> _TASK DETAILS_
Check every line below for the word "crown" and copy the ones that have it.

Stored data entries

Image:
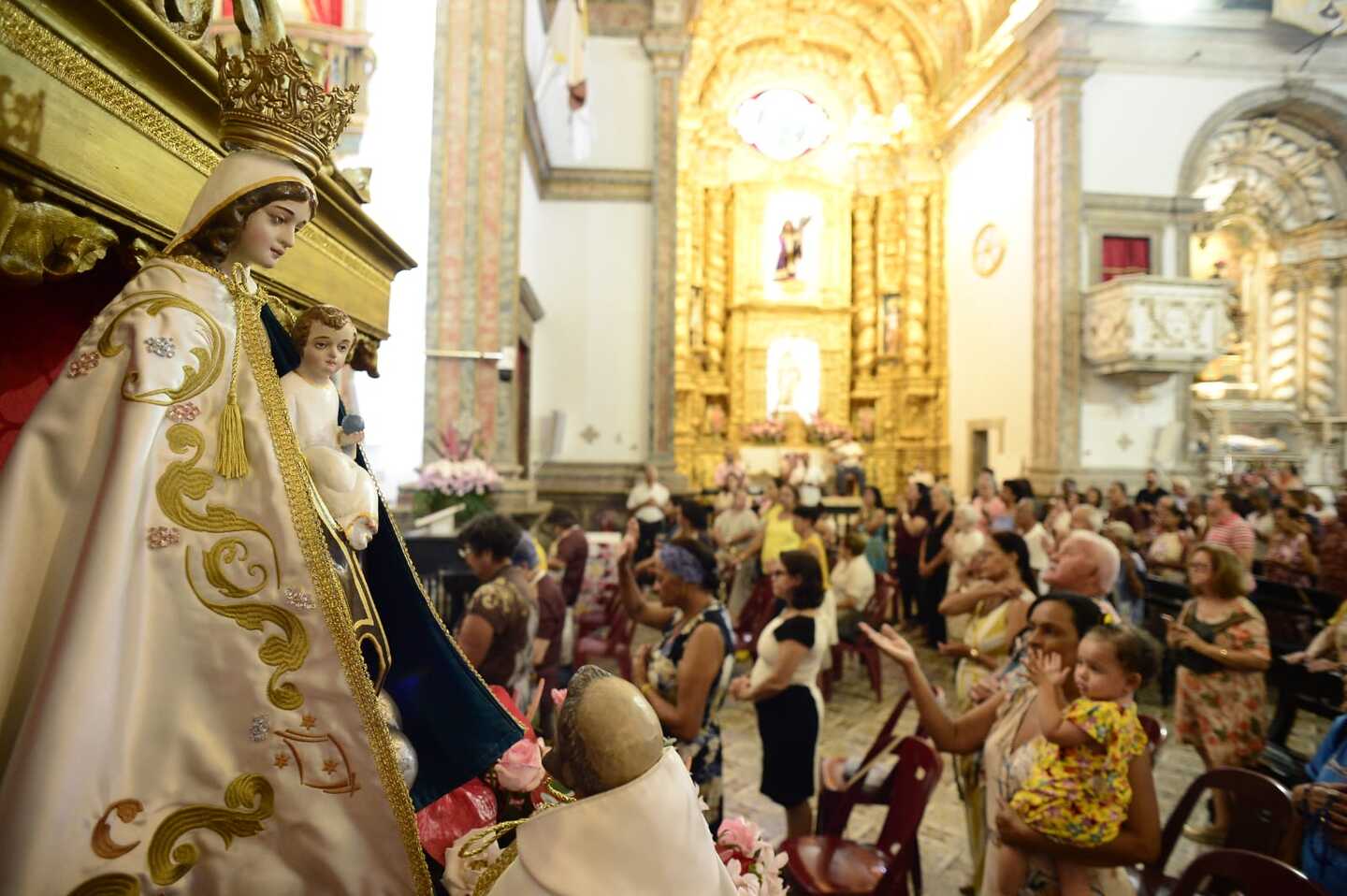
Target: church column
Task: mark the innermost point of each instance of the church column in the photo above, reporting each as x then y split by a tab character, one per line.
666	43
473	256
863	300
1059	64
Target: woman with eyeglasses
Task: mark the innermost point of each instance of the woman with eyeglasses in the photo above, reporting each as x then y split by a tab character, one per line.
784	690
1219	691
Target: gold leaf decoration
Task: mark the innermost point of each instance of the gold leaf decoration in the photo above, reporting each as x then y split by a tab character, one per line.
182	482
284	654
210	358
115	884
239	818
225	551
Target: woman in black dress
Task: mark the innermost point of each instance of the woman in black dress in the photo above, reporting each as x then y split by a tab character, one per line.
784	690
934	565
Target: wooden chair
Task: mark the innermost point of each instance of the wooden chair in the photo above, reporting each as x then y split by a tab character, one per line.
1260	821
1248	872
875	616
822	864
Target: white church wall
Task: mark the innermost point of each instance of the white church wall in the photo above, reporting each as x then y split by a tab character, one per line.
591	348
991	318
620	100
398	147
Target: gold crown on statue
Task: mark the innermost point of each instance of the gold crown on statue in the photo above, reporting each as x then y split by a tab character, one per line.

> _WORKED SOLUTION_
Target: gold crown on statue
Task: mark the innermost point of each instance of the gold crown on statue in the photo above, reporting each as x then y split by a tab character, one per line.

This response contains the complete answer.